This is a healthy, heartwarming and mouth-watering dinner to “beet” the winter blues.
Roasted rack of lamb accented with a white bean puree and raw beet salad
Recipes by James Eddington
Eddington’s of Exeter
527 Main Street, Exeter
519-235-3030 – www.eddingtons.ca
Photos by Casey Lessard
Rack of Lamb
Marinate rack of lamb with fresh garlic, rosemary and sea salt.
Bake in 375ºF oven for 25-30 minutes.
Remove from oven and cover in foil (let lamb rest for about 10 minutes).
Take pan drippings and sear with 1 oz of red wine, splash of balsamic vinegar, 1 tbsp of Dijon mustard, 1 tsp of honey, and about 1/4 cup of diced peppers and/or tomato.
Carve rack of lamb along bone lines about 3/4 of the way through. Pour sauce (pan drippings) over cut lamb once plated.
White Been Puree
(can be made a day ahead)
This is a great substitute for potatoes. High in protein, fiber, magnesium, potassium, and iron.
Soak one cup of white beans in four cups of water overnight.
Sautée one white onion, 1/2 stock of celery, and three cloves of garlic in butter or oil.
Add about 2L of water (chicken stock or vegetable stock adds extra flavor), bring to boil then add pre-soaked beans.
Boil for at least two hours or until beans soften.
Add pinch of sugar, salt and pepper to taste.
Drain remaining water/stock.
Mash (just like potatoes) or purée in blender once cooled.
This can be refrigerated for up to two days. It actually has better consistency once refrigerated.
Re heat in sauté pan with 1 oz heavy cream, garlic, salt and pepper to taste. (Will look and feel like whipped potatoes)
Raw Beet Salad
(can be made day ahead)
High in B vitamins, beets are a natural blood cleanser and very colorful for presentation.
Julienne (Cut into long thin strips) four large beets and two large carrots. You can also put through food processor or grate.
In large bowl combine 2 oz rice wine vinegar, 1 oz balsamic vinegar, 3 oz apple juice, juice squeezed from one lemon, and honey to thicken (add small amount of honey at first, and add more if too bitter, until desired sweetness is met), whisk together and mix beets and carrots to mixture. Let sit for at least an hour in fridge; overnight is best.
Adding sun-dried cranberries, dried apricots etc., gives extra flavor and depth to salad.
──────────────────────────────
▶ _Work request 1_
Decide whether each statement below agrees with the lamb dinner recipes above. Answer yes or no for each, quoting the words of the recipes that decide it.
(a) The rack of lamb bakes at 375ºF for 25 to 30 minutes.
(b) The white bean puree must be served on the day it is made.
(c) The raw beet salad should sit in the fridge for at least an hour.
▶ _Work request 2_
According to the lamb dinner recipes, how should the white beans be soaked before cooking?

▶ _Material shown_
──────────────────────────────
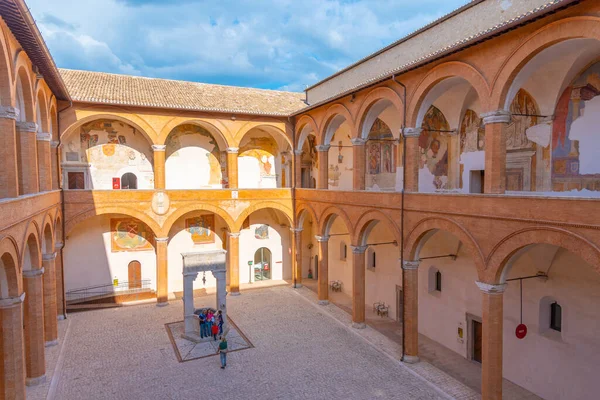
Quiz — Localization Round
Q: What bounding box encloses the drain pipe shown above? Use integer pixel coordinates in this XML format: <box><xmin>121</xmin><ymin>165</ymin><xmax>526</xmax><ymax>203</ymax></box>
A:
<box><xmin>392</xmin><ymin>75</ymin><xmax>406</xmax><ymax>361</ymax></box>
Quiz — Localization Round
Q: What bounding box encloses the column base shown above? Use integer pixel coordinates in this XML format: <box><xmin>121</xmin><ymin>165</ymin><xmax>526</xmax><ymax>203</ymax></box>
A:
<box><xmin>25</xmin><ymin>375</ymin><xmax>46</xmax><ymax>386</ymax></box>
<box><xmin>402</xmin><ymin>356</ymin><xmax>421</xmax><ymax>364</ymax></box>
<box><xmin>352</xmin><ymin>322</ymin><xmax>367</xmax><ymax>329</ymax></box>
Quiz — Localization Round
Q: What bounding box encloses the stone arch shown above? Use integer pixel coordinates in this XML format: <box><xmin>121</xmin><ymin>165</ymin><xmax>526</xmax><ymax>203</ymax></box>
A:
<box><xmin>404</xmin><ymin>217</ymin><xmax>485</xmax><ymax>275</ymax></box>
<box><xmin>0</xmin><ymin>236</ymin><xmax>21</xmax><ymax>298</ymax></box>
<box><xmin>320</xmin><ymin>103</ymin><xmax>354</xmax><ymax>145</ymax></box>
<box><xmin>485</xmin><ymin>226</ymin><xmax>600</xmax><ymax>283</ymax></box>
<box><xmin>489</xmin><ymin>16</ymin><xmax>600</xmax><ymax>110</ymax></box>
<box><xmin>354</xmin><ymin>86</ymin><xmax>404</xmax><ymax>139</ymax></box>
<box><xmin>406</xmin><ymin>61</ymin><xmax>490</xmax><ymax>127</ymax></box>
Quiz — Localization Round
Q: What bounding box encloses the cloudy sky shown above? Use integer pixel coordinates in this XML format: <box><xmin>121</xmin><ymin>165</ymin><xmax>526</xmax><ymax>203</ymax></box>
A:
──────────────────────────────
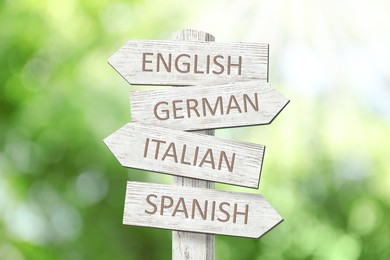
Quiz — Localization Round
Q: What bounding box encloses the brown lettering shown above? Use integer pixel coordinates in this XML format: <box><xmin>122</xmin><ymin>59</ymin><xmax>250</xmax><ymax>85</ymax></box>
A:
──────────────────────────────
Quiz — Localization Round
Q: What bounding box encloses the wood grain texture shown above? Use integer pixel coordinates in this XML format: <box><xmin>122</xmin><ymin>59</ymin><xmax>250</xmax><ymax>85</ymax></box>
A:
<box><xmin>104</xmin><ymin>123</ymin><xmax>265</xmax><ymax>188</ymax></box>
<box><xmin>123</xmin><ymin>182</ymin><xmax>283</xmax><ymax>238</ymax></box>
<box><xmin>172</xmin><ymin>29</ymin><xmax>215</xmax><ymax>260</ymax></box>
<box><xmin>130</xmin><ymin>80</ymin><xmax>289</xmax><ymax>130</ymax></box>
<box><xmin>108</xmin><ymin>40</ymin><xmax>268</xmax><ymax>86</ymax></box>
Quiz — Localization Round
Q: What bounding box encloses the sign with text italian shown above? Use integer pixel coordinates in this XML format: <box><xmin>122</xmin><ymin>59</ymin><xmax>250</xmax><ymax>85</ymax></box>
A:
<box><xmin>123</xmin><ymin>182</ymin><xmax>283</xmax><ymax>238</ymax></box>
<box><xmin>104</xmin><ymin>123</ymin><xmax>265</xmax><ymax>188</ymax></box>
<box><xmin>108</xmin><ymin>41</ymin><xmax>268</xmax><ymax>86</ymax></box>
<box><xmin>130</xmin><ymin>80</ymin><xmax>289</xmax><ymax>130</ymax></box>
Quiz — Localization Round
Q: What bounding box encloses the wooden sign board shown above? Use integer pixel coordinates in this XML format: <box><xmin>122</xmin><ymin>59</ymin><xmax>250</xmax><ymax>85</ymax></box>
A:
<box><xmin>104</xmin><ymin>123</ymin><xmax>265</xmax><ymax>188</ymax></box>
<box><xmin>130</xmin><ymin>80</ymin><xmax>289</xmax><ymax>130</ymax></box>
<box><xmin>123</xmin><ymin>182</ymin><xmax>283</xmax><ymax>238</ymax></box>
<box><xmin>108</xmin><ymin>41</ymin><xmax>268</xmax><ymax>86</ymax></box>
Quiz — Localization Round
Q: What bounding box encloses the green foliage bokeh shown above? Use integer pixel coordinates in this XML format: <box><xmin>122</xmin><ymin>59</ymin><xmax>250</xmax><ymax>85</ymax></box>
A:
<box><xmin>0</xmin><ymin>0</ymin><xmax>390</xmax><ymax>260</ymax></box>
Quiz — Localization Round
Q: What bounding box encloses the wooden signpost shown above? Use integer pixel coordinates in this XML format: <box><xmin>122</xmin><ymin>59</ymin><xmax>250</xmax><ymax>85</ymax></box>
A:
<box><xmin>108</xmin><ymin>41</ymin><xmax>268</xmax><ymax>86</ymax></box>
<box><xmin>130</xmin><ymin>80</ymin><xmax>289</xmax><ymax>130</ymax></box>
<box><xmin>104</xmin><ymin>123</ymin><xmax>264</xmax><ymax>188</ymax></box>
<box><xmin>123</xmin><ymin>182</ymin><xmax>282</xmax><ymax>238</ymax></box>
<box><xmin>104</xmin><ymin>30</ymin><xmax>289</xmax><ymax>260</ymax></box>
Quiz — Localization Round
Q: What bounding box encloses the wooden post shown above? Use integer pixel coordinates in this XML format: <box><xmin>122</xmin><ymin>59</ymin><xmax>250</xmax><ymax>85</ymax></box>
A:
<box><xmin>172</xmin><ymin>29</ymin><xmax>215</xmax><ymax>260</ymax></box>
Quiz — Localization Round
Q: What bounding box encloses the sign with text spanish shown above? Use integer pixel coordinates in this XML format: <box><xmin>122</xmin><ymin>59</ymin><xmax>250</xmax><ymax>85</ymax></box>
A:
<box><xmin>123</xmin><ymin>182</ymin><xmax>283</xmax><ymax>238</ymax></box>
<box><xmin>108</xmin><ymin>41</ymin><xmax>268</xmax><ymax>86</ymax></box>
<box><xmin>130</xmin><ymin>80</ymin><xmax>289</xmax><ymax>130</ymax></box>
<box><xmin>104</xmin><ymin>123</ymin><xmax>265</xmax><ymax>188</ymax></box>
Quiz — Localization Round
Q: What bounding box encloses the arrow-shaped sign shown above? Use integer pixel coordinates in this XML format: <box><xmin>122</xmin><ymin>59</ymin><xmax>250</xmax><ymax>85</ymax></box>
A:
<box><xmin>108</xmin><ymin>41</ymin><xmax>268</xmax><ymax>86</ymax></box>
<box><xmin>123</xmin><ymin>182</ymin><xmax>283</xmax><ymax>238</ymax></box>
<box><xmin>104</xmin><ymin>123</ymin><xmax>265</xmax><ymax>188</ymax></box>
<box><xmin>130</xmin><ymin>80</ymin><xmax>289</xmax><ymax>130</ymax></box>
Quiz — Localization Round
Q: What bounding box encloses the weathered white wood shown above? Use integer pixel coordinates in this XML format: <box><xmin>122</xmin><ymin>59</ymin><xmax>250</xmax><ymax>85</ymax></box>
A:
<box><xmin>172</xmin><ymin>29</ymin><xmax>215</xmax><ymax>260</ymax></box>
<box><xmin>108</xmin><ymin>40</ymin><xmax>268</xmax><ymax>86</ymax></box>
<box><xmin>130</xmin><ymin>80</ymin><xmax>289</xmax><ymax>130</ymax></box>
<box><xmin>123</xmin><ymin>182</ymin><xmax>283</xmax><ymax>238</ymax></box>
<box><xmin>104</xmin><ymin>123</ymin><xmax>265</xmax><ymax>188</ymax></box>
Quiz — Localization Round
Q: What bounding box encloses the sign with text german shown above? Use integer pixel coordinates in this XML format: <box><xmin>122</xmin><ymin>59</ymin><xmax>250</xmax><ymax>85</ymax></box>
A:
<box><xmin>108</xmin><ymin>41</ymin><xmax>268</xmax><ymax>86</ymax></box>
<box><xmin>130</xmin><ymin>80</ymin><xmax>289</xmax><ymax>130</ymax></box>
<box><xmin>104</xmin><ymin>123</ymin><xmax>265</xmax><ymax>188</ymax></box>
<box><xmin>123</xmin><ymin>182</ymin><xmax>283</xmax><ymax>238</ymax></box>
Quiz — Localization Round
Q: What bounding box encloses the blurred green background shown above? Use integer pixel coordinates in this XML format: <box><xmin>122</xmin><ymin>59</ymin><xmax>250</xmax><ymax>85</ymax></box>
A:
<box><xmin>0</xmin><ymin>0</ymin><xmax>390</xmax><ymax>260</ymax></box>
──────────────────────────────
▶ _Your response 1_
(a) Yes: "Bake in 375ºF oven for 25-30 minutes."
(b) No: "This can be refrigerated for up to two days. It actually has better consistency once refrigerated."
(c) Yes: "Let sit for at least an hour in fridge; overnight is best."

▶ _Your response 2_
One cup of white beans is soaked in four cups of water overnight.